Text:
How much are you implementing on the c++ side? Couldn't you get a few basic necessities built first, and then just abstract towards usability in arc? I don't know exactly what you're doing, but I don't see why you have to make everything at once.

Maybe we should move this to another thread? :)

-----

1 point by almkglor 6375 days ago | link

http://arclanguage.com/item?id=7142

-----

1 point by absz 6375 days ago | link

That's a good point. But what about having copy-on-write-if-more-than-one-logical-copy semantics? Then every Arc object on the heap would have a shared flag. Then if you send an object to another thread, the object is shared, and it has its internal shared field set to true (or 1, if this is C). And whenever you try to set (or lset, or scar, or scdr, or sref---good catch) an object whose shared is true (1), then you copy it first, modify it, set its shared flag to false (0), and then make the reference through which you modified it point instead to this new object.

Except this doesn't take any shared structure into account---as soon as you send something over the network, all the objects which share it are fragmented. So you need some sort of "versioning." Perhaps you instead have every reference have a version flag, and every copy between threads increments version for the new copy; modifying something checks the reference you are modifying it through, makes a new copy if necessary for that version, and then modifies it. The problem is that I can't see a good way to do versioned indexing, especially if references are really just raw pointers.

Though note that if you do come up with a working "copy-on-write-and-other-things" scheme, the Arc copy function becomes essentially

  (def copy (arg)
    (==> (current-pid) arg)
    (<== (current-pid) any))

.

-----

2 points by almkglor 6375 days ago | link

> Then every Arc object on the heap would have a shared flag....

This was indeed my original idea: http://arclanguage.com/item?id=7037

Incidentally, 'lset is very, very hard to implement if closures are not very mutable, as in the arc2c output.

> and then make the reference through which you modified it point instead to this new object.

  (def hmm (x)
    (let y (cdr x)
      (scar y 42))) ; is x mutated? the reference I used here was *just* y...

> the Arc copy function becomes essentially (...)

Yes, this is true, although I'd prefer to add some sort of 'uniq tag so that other pending messages don't accidentally get taken ('<== does pattern matchimg, obviously implemented via my p-m macro) ^^. It will even correctly handle recursive and shared structure, which I think the current 'copy does not ^^.

  (def copy (arg)
    (w/uniq tag
      (==> (mypid) (list tag arg))
      (<==
        (,tag cpy) cpy)))

Edit:

> That's a good point. But what about having copy-on-write-if-more-than-one-logical-copy semantics? Then every Arc object on the heap would have a shared flag. Then if you send an object to another thread, the object is shared, and it has its internal shared field set to true (or 1, if this is C).

Input material:
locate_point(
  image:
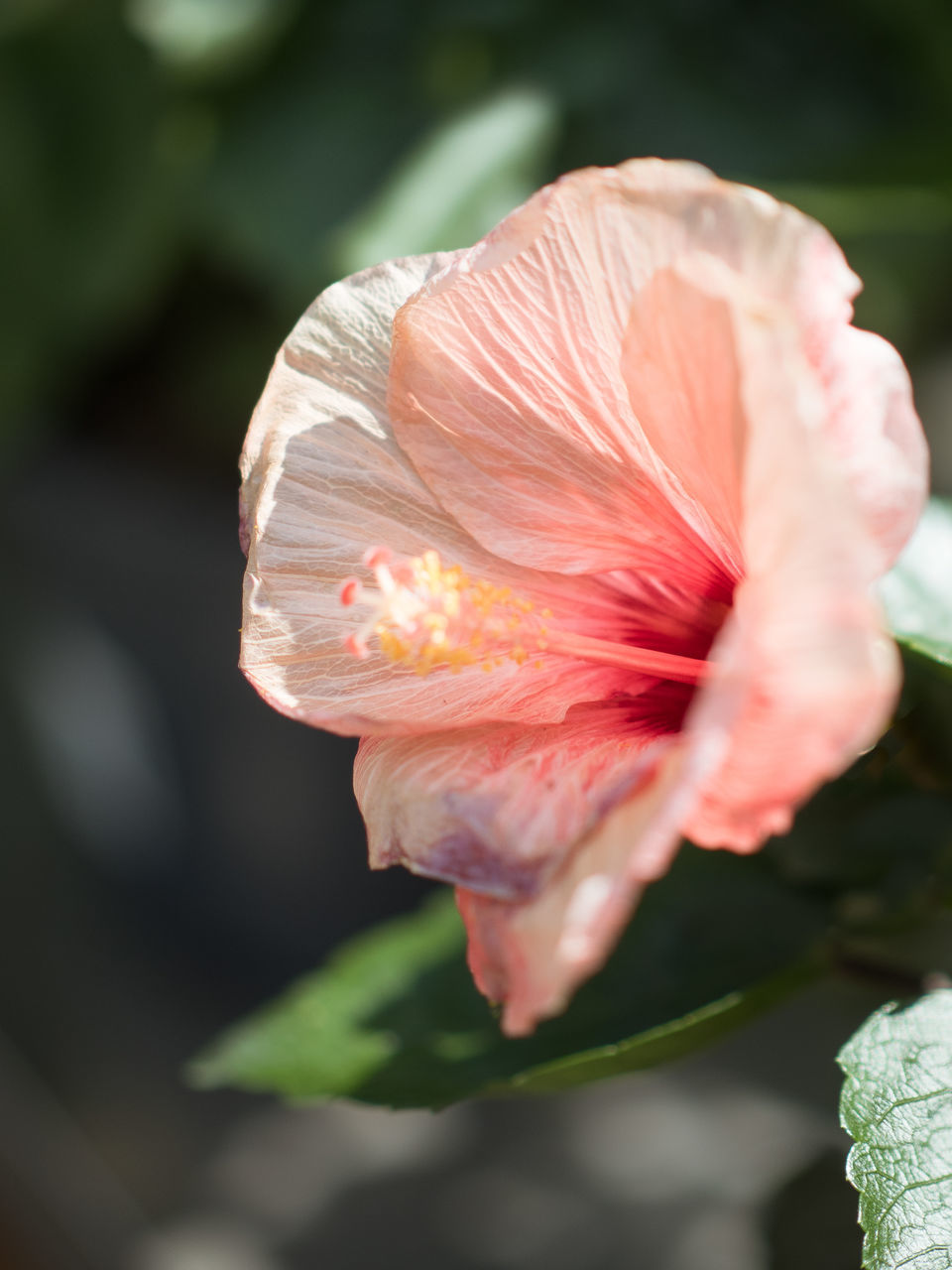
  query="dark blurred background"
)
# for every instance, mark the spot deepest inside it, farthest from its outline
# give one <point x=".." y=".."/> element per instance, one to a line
<point x="178" y="178"/>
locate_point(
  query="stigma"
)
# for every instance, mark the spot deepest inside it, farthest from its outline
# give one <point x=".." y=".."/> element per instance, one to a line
<point x="425" y="616"/>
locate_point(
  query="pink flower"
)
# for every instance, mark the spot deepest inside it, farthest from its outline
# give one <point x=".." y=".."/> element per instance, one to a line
<point x="626" y="475"/>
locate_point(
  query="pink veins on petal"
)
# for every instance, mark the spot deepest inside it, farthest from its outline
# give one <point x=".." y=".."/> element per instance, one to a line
<point x="430" y="617"/>
<point x="636" y="475"/>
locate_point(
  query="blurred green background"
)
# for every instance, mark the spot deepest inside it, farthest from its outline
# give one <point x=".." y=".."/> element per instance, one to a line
<point x="178" y="178"/>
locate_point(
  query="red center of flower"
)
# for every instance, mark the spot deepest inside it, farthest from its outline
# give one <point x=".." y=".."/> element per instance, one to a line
<point x="426" y="616"/>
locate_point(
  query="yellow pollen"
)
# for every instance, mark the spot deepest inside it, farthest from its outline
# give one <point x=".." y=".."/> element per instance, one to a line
<point x="429" y="617"/>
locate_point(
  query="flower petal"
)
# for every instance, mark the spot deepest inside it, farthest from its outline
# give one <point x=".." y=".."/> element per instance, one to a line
<point x="532" y="955"/>
<point x="324" y="480"/>
<point x="806" y="675"/>
<point x="507" y="393"/>
<point x="506" y="384"/>
<point x="498" y="808"/>
<point x="876" y="436"/>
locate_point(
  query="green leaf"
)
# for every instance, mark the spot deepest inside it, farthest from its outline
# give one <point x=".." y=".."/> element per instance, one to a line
<point x="395" y="1019"/>
<point x="897" y="1107"/>
<point x="918" y="592"/>
<point x="453" y="189"/>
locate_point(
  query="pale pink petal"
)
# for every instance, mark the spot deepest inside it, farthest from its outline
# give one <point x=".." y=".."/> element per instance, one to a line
<point x="506" y="390"/>
<point x="497" y="808"/>
<point x="807" y="677"/>
<point x="532" y="955"/>
<point x="324" y="480"/>
<point x="876" y="436"/>
<point x="680" y="367"/>
<point x="507" y="386"/>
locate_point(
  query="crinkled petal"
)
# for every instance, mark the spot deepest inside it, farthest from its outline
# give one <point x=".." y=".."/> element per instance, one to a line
<point x="532" y="955"/>
<point x="324" y="480"/>
<point x="876" y="436"/>
<point x="498" y="808"/>
<point x="807" y="679"/>
<point x="507" y="386"/>
<point x="506" y="390"/>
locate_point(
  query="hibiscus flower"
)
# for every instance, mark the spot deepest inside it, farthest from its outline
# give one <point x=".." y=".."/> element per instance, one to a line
<point x="578" y="531"/>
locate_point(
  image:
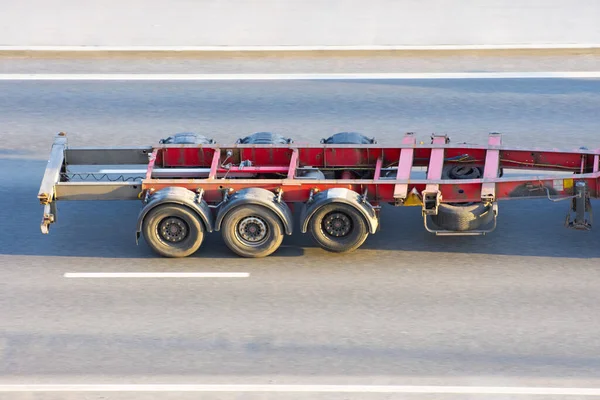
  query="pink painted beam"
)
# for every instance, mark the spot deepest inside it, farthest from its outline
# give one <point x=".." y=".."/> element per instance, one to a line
<point x="404" y="166"/>
<point x="378" y="169"/>
<point x="251" y="170"/>
<point x="215" y="164"/>
<point x="293" y="164"/>
<point x="151" y="164"/>
<point x="436" y="164"/>
<point x="492" y="166"/>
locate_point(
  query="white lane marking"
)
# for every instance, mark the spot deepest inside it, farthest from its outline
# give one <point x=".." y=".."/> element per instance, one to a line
<point x="156" y="275"/>
<point x="555" y="46"/>
<point x="291" y="77"/>
<point x="306" y="388"/>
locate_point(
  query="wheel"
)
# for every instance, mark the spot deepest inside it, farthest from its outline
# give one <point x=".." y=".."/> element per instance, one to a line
<point x="252" y="231"/>
<point x="338" y="228"/>
<point x="463" y="217"/>
<point x="173" y="230"/>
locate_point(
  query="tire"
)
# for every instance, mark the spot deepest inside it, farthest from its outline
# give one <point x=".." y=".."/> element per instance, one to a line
<point x="463" y="217"/>
<point x="252" y="231"/>
<point x="173" y="230"/>
<point x="325" y="234"/>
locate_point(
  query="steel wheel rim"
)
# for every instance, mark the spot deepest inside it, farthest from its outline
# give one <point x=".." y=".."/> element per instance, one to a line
<point x="337" y="224"/>
<point x="252" y="231"/>
<point x="173" y="230"/>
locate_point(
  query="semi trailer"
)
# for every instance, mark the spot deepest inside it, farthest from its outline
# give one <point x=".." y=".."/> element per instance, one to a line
<point x="190" y="186"/>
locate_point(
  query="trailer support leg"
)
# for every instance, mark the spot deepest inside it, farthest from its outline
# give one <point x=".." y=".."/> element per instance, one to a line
<point x="580" y="205"/>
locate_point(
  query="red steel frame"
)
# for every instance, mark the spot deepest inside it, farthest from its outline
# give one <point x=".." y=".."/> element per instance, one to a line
<point x="280" y="162"/>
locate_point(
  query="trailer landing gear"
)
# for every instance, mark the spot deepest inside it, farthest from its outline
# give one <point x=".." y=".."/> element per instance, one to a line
<point x="580" y="205"/>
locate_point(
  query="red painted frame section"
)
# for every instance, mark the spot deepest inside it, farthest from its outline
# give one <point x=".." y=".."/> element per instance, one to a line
<point x="278" y="164"/>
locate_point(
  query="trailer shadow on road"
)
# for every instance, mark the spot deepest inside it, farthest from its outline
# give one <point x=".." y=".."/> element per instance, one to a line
<point x="107" y="229"/>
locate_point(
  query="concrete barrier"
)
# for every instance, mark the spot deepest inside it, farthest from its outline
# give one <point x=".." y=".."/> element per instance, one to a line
<point x="237" y="24"/>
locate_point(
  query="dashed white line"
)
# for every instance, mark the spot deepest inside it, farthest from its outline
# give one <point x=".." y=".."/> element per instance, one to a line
<point x="298" y="76"/>
<point x="366" y="47"/>
<point x="487" y="390"/>
<point x="156" y="275"/>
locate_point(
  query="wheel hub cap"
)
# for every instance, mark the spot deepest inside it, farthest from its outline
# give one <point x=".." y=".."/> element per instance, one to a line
<point x="173" y="229"/>
<point x="337" y="224"/>
<point x="252" y="230"/>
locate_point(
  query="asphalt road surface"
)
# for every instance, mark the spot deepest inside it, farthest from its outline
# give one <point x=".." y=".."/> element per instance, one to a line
<point x="519" y="307"/>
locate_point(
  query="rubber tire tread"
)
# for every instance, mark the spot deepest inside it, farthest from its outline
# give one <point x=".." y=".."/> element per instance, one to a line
<point x="463" y="218"/>
<point x="347" y="244"/>
<point x="275" y="227"/>
<point x="173" y="250"/>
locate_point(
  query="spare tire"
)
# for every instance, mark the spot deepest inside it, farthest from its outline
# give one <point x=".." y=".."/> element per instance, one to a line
<point x="463" y="217"/>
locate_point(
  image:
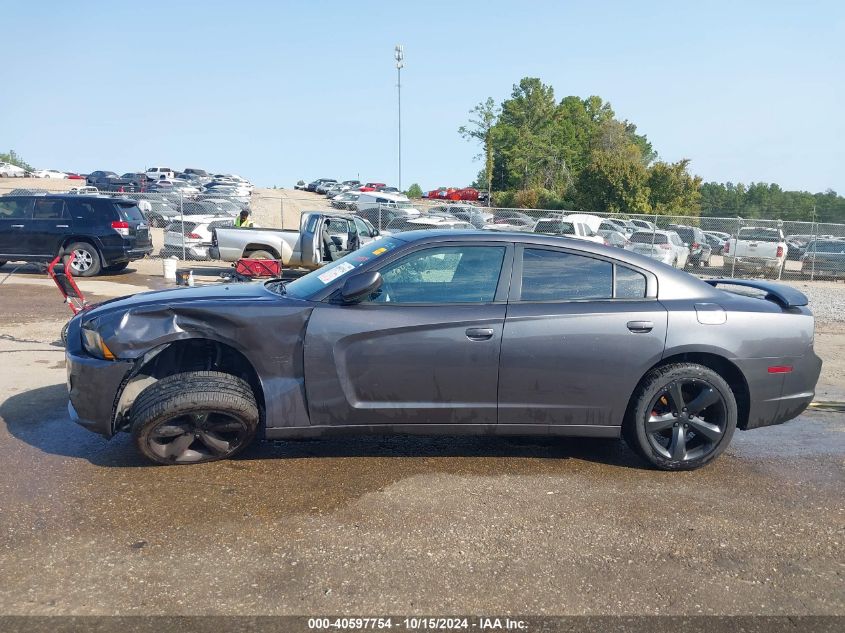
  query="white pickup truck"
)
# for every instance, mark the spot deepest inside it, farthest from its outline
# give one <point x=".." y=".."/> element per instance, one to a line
<point x="575" y="225"/>
<point x="756" y="249"/>
<point x="322" y="238"/>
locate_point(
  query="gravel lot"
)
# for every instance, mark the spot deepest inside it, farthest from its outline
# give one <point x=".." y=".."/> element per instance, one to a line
<point x="408" y="525"/>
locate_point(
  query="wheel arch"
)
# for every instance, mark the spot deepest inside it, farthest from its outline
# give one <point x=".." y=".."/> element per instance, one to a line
<point x="184" y="355"/>
<point x="722" y="366"/>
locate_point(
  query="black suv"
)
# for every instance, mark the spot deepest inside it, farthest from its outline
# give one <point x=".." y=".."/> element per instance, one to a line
<point x="694" y="239"/>
<point x="104" y="233"/>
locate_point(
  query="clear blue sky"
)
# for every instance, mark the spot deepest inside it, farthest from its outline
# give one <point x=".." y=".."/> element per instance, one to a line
<point x="277" y="91"/>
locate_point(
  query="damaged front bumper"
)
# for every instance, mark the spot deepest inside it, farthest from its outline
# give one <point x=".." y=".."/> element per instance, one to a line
<point x="92" y="385"/>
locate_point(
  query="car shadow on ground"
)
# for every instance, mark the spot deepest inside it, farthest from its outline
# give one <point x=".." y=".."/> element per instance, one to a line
<point x="39" y="418"/>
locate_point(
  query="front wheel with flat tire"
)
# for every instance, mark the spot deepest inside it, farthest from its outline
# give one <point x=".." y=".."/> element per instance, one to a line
<point x="682" y="417"/>
<point x="194" y="417"/>
<point x="86" y="260"/>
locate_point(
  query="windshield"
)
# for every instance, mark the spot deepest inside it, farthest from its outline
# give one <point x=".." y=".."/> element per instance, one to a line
<point x="760" y="235"/>
<point x="315" y="281"/>
<point x="555" y="227"/>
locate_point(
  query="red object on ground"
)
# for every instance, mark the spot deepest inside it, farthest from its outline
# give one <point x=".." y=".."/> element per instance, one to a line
<point x="259" y="268"/>
<point x="67" y="286"/>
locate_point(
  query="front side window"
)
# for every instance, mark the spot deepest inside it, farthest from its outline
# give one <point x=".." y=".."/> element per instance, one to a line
<point x="549" y="275"/>
<point x="47" y="209"/>
<point x="15" y="209"/>
<point x="443" y="275"/>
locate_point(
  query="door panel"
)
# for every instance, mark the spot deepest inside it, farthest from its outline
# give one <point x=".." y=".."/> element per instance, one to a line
<point x="576" y="362"/>
<point x="397" y="364"/>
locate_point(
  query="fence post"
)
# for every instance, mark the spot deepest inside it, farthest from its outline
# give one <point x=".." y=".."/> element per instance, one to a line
<point x="182" y="220"/>
<point x="736" y="242"/>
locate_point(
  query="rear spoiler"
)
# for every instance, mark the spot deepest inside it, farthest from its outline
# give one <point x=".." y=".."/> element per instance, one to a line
<point x="787" y="296"/>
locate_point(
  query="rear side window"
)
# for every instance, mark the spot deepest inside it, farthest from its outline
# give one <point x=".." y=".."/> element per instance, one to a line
<point x="49" y="209"/>
<point x="558" y="276"/>
<point x="629" y="283"/>
<point x="16" y="208"/>
<point x="130" y="212"/>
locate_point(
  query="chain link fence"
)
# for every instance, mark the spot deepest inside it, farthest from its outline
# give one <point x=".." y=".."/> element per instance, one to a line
<point x="182" y="226"/>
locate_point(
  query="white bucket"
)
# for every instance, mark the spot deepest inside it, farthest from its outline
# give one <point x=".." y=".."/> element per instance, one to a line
<point x="168" y="266"/>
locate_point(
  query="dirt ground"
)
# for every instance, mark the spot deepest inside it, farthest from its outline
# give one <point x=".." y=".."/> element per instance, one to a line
<point x="408" y="525"/>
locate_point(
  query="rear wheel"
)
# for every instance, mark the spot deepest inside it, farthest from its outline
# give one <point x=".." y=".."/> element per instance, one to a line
<point x="86" y="261"/>
<point x="194" y="417"/>
<point x="682" y="417"/>
<point x="261" y="255"/>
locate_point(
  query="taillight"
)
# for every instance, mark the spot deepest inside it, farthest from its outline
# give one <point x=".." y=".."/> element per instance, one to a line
<point x="121" y="227"/>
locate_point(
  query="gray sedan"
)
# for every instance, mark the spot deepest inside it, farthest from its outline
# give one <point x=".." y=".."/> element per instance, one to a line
<point x="449" y="332"/>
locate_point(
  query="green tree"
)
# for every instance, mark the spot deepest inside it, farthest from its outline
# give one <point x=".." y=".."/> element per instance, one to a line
<point x="672" y="190"/>
<point x="482" y="121"/>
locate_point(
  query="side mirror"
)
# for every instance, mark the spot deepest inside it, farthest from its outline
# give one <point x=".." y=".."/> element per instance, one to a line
<point x="360" y="286"/>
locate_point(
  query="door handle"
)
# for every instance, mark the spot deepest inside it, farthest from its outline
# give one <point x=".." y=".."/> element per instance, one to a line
<point x="640" y="326"/>
<point x="479" y="333"/>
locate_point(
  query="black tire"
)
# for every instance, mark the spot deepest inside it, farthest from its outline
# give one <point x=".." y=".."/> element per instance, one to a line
<point x="683" y="439"/>
<point x="261" y="255"/>
<point x="87" y="262"/>
<point x="116" y="268"/>
<point x="194" y="417"/>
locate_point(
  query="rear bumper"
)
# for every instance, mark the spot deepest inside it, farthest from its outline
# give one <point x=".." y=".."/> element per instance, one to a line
<point x="775" y="401"/>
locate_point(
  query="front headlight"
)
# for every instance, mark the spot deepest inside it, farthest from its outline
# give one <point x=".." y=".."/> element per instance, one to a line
<point x="94" y="344"/>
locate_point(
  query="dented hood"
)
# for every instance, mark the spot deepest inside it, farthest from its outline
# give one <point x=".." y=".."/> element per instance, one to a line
<point x="233" y="312"/>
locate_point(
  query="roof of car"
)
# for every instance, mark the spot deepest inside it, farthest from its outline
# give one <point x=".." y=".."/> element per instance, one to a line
<point x="673" y="283"/>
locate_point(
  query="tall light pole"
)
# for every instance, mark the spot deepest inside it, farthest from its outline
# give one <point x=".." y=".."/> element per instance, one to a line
<point x="399" y="56"/>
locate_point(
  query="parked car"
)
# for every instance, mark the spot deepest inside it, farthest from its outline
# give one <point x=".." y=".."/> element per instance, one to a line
<point x="427" y="222"/>
<point x="560" y="337"/>
<point x="824" y="258"/>
<point x="694" y="239"/>
<point x="49" y="173"/>
<point x="103" y="233"/>
<point x="372" y="186"/>
<point x="312" y="186"/>
<point x="346" y="200"/>
<point x="192" y="236"/>
<point x="158" y="213"/>
<point x="324" y="186"/>
<point x="643" y="225"/>
<point x="716" y="242"/>
<point x="7" y="170"/>
<point x="615" y="238"/>
<point x="382" y="217"/>
<point x="757" y="249"/>
<point x="159" y="173"/>
<point x="664" y="246"/>
<point x="100" y="179"/>
<point x="563" y="225"/>
<point x="322" y="238"/>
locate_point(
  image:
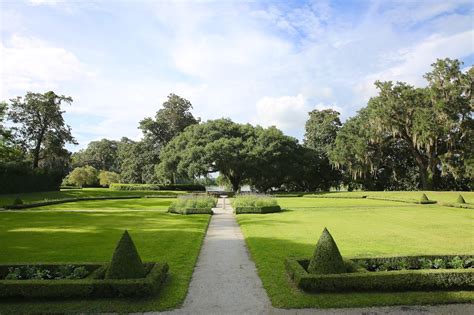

Short problem 1: Count the lines in the rows that contain the word "painted", and give only that number.
Short problem 2: Write what comes next in the Arc forum discussion about sharing objects between threads, starting after its last line.

Task result 1: 2

Task result 2:
The problem here is: what if the object to be sent is already shared and the receiver already has it? Say:

  (def process-A ()
    (let v (list 42)
       (==> B v)
       (==> C v)))

  (def process-B ()
    (<==
      any  (==> C any)))

  (def process-C ()
    (givens v1 (<== any any)
            v2 (<== any any)
      (if (is v1 v2)
          (err "I somehow received the same object twice!"))))

-----

2 points by shader 6375 days ago | link

I don't think you have to worry about versioning. Because sharing is, as far as I can tell, just to save time and bandwidth over copying, conceptually all messages are copies. This means that you shouldn't be programming as if you can update other processes just by changing a shared object. They would have to detect the change and copy it again anyway, if the other owning processes were remote.

Instead, you should only transfer information over messages. That way you don't need to worry about keeping shared objects up to date for all users.

Good idea about the shared flag; maybe it should be a ref counter? That way you can tell if the other process(es) have stopped using it. So, if the ref count is 1, than just straight up mutate, otherwise, copy?

Also, couldn't the send function be:

  (-> pid message)

? It would save a char ;) Of course, you probably have a reason for not using that.

-----

2 points by absz 6375 days ago | link

You need versioning in a situation like the following:

  (givens str1 "message"        ; 1
          str2 str1             ; 2
    (do                         ; 3
      (-> another-process str1) ; 4
      (= (str1 0) #\M)          ; 5
      (prn str1)                ; 6
      (prn str2))               ; 7

Let's assume you just have the shared flag. First, line 4 will set the shared flag to true. Then, on line 5, we mutate str1. We check the shared flag of the value of str1. OK, it's true, so we make a copy of the value and mutate it. Then we print out our values on lines 6 and 7:

  Message
  message

The problem is that the copy separates the string not only from its copies in other threads, but also its aliases in the thread it comes from.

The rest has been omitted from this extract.